The answer must consist of every line from the entries that holds the word "calm".

Start of Block

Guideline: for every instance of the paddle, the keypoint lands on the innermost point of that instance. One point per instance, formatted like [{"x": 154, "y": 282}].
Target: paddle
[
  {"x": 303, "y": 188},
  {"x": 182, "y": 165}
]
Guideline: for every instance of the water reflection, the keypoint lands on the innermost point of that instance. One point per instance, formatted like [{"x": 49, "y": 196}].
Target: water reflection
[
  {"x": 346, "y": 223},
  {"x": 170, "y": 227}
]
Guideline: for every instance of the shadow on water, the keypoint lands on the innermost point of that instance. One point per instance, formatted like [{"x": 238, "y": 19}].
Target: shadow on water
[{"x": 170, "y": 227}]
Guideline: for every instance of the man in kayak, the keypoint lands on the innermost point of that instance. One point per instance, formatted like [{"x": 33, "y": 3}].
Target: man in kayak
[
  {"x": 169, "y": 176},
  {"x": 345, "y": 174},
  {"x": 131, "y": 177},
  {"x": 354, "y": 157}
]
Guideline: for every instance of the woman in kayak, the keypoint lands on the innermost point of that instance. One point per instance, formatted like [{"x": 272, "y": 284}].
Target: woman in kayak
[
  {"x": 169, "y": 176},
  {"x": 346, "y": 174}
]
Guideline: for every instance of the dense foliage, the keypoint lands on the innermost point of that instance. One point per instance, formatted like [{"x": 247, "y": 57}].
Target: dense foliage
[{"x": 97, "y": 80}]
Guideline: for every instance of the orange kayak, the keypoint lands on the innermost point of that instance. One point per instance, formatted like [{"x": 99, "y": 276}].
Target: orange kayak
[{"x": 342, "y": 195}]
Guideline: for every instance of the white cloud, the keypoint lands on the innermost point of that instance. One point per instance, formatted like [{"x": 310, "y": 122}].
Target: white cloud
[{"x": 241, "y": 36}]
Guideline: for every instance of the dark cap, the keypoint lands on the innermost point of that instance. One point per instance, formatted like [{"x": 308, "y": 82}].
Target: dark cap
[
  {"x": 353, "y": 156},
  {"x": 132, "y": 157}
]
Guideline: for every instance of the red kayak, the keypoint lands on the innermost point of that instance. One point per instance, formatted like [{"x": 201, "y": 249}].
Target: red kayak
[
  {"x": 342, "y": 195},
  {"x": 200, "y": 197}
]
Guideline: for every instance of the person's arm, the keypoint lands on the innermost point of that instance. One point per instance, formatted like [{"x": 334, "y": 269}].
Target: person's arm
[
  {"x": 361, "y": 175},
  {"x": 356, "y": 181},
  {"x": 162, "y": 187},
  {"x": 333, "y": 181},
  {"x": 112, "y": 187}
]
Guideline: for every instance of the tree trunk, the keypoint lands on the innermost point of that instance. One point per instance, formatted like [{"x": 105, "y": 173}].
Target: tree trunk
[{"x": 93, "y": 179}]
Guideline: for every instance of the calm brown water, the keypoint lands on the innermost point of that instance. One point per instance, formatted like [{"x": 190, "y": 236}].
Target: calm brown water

End of Block

_SOLVED EXERCISE_
Guideline: for every instance of the calm brown water, the keypoint lands on the innermost point of that instance. One point per instance, formatted like [{"x": 190, "y": 236}].
Target: calm brown water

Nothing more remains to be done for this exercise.